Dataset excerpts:
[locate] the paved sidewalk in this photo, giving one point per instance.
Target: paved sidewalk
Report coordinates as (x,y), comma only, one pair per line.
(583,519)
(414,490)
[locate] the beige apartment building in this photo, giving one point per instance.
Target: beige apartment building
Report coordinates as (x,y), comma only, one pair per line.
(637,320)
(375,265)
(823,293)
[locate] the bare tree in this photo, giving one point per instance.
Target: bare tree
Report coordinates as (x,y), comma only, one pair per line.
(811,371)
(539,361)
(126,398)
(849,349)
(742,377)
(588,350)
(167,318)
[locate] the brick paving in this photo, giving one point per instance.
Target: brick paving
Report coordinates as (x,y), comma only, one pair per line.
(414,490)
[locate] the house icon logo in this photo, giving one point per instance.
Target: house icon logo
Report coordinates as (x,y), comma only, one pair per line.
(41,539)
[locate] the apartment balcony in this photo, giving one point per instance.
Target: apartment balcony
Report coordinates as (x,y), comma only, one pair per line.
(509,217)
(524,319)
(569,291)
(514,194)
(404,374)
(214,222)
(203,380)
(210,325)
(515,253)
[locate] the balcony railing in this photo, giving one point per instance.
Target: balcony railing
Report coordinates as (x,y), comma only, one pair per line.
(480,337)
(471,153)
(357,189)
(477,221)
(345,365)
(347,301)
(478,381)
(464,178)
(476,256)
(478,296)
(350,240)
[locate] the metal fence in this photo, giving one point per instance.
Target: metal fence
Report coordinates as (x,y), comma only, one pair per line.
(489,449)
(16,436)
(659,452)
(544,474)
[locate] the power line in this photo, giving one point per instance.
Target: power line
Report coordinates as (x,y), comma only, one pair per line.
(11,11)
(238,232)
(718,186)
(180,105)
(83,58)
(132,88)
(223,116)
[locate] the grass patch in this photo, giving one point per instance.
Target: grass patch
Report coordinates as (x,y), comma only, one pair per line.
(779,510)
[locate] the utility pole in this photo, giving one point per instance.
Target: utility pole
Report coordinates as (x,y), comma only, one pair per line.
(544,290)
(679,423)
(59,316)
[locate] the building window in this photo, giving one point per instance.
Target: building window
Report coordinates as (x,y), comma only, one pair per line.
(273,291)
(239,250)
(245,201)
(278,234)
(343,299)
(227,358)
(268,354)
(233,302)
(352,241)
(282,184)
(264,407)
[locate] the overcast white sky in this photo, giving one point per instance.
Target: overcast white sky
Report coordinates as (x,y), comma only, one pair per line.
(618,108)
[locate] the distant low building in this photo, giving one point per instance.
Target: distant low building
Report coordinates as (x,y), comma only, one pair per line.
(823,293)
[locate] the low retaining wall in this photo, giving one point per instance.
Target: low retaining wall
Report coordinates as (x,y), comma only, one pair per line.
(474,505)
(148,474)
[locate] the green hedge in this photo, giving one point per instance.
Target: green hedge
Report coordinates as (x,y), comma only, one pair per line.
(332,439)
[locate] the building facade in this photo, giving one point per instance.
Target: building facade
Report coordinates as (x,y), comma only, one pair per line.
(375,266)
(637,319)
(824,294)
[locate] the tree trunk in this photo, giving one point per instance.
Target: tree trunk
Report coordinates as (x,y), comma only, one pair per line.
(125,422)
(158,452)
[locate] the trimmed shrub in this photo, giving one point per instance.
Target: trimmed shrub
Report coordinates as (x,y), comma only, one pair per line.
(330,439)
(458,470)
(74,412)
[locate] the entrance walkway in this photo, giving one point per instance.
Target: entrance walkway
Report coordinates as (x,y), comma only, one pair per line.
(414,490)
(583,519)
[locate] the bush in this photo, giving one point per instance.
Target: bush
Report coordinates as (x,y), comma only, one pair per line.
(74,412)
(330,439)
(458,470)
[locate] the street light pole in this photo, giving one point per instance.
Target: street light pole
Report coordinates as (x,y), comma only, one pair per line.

Instructions to follow: Going through the records above line by line, tally those with the word "metal" and answer with the number only.

Output of the task: 2